### Work instructions
Which lines of the data below contain the string "race"? Return each of them in full, treating uppercase and lowercase letters as different.
§
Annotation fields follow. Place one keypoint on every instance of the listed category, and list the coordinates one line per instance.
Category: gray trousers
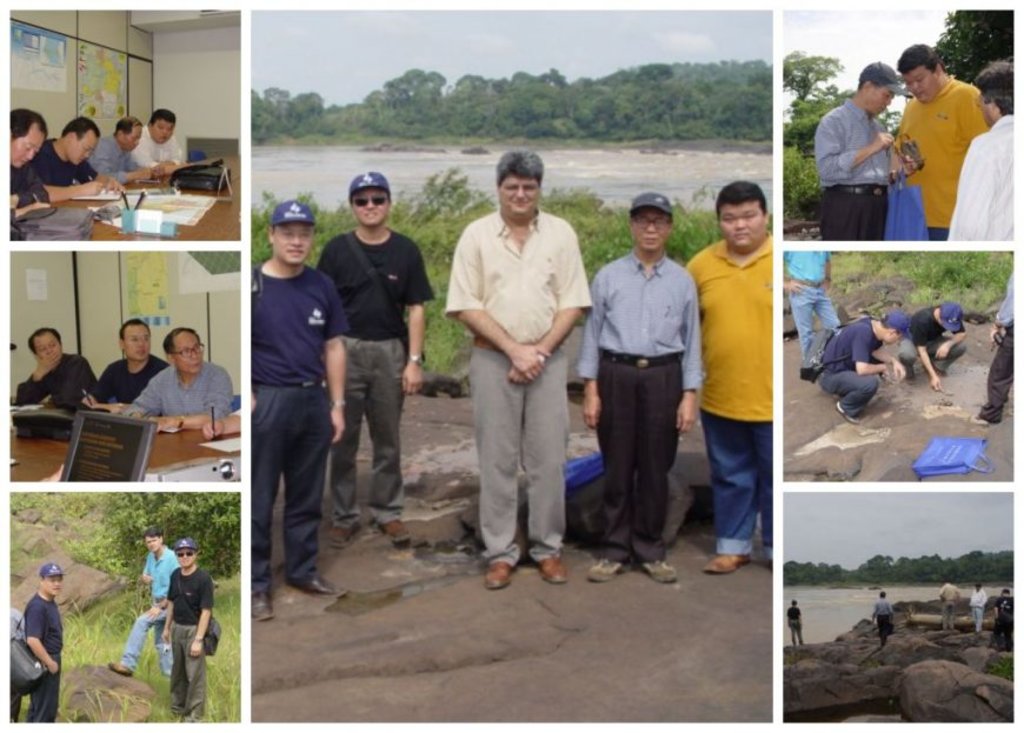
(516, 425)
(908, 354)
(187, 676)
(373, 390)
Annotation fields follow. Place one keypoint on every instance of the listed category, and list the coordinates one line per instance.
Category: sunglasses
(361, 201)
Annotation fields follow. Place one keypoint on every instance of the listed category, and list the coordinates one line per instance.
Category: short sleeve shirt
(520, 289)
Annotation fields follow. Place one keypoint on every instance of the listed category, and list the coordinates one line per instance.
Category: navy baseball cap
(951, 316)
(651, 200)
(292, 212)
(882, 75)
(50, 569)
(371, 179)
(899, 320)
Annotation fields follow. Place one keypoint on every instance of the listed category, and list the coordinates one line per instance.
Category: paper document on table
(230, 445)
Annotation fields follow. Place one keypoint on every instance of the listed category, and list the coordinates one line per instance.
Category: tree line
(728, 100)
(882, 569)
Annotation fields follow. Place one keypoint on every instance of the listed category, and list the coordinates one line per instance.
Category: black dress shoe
§
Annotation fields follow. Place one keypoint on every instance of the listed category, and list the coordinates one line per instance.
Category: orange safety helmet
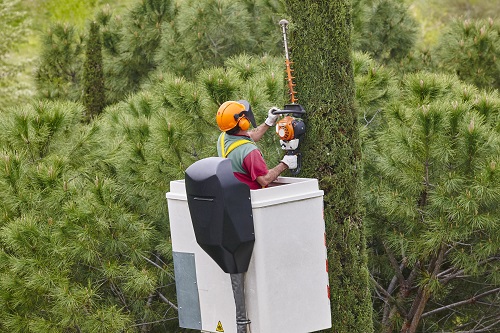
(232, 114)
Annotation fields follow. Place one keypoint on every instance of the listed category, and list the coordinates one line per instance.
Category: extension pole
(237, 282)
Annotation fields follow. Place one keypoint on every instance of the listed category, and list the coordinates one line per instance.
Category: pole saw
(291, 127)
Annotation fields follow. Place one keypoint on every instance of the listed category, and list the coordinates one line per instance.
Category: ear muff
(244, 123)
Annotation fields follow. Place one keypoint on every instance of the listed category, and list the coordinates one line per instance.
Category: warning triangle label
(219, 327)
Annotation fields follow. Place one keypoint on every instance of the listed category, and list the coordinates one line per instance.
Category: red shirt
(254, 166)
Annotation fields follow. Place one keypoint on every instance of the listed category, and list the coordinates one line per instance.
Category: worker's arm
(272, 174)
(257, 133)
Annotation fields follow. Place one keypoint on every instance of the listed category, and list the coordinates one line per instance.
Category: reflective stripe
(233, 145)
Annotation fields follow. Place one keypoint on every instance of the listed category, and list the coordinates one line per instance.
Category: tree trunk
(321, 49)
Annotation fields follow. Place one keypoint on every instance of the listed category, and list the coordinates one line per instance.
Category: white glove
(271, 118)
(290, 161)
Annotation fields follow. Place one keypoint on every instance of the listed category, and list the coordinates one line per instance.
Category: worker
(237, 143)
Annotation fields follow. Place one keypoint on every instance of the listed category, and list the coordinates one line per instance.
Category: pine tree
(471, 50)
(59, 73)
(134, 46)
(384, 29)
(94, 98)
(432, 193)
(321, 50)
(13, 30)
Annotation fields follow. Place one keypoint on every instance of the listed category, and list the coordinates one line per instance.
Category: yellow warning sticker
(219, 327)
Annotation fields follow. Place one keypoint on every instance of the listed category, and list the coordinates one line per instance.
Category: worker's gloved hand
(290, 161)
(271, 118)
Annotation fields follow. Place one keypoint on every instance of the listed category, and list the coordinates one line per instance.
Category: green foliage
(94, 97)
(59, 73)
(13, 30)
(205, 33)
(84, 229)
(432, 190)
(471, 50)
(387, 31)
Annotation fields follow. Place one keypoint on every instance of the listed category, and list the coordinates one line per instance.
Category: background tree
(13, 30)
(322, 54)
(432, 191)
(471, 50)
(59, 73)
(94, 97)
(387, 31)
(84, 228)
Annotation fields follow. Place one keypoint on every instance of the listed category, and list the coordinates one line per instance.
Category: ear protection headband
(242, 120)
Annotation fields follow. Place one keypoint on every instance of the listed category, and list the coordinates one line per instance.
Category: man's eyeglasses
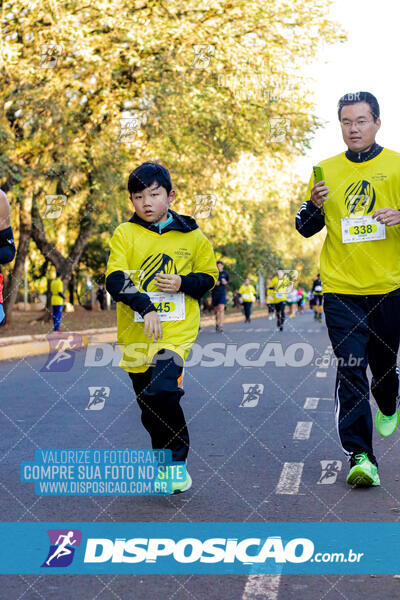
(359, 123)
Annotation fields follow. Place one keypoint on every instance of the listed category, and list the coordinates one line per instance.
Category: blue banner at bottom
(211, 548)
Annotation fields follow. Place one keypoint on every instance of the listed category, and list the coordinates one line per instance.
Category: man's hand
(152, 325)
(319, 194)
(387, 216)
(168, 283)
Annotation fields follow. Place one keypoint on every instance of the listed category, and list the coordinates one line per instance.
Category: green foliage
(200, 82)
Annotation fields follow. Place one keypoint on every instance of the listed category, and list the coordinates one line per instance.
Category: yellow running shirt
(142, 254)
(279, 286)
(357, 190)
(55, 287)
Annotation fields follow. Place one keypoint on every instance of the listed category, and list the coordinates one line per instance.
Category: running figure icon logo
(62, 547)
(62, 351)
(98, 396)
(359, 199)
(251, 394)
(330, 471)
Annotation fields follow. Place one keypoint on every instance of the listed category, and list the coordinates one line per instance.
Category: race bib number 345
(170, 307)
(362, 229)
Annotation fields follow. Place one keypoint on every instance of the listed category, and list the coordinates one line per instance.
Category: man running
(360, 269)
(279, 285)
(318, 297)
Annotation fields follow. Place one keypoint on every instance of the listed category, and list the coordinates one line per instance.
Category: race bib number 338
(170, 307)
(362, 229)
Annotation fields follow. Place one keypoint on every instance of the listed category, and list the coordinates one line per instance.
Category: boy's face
§
### Answer to this exercise
Category: race bib number 345
Category: race bib number 338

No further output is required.